**Task description**
Search the listing for "segment" and copy every line where it appears.

**Input**
== == ==
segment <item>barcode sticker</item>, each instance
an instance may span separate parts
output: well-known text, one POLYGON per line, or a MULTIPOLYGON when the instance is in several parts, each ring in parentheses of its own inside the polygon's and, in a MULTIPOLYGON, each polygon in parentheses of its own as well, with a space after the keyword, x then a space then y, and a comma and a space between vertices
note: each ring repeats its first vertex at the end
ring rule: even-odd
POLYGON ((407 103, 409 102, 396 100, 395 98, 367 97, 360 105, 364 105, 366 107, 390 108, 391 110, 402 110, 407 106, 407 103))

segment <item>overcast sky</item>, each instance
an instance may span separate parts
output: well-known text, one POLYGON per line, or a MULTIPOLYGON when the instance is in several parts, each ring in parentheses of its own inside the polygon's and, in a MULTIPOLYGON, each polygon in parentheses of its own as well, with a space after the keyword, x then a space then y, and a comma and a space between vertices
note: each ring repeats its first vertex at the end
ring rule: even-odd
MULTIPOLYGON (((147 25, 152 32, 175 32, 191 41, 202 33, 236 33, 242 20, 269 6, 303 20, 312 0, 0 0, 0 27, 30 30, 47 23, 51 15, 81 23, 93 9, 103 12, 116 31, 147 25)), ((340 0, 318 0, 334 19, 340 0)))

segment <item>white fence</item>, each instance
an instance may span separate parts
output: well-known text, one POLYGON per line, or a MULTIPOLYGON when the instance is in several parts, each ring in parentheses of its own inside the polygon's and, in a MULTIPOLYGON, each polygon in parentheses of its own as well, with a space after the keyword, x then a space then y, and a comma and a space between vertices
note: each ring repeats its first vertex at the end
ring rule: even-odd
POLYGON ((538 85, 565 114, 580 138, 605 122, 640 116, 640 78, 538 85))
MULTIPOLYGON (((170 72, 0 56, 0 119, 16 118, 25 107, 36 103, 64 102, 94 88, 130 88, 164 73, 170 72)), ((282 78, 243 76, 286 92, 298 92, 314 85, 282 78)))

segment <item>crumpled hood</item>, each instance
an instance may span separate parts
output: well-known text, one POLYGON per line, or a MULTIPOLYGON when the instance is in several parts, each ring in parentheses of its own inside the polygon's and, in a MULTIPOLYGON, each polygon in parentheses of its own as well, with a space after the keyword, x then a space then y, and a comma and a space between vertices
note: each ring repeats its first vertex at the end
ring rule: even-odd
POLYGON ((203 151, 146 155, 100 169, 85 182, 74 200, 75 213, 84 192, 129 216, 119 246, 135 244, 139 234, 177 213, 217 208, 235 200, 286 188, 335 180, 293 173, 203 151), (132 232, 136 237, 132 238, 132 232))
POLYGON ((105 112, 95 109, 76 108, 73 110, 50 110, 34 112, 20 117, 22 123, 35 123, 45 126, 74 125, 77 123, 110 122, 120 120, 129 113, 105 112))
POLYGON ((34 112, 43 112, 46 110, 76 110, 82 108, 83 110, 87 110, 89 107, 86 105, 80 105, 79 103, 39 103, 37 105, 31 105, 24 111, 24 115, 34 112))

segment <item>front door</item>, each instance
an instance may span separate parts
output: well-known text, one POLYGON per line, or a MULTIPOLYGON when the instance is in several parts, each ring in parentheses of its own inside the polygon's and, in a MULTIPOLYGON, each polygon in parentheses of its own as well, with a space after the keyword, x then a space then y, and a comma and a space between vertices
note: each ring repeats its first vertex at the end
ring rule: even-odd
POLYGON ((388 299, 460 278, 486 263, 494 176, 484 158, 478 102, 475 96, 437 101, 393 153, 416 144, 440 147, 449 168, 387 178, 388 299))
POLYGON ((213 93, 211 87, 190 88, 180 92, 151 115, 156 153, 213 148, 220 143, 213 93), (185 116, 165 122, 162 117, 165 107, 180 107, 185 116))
== == ==
**Solution**
segment <item>barcode sticker</item>, each instance
segment <item>overcast sky</item>, each instance
segment <item>white fence</item>, each instance
segment <item>crumpled hood</item>, each instance
segment <item>front door</item>, each instance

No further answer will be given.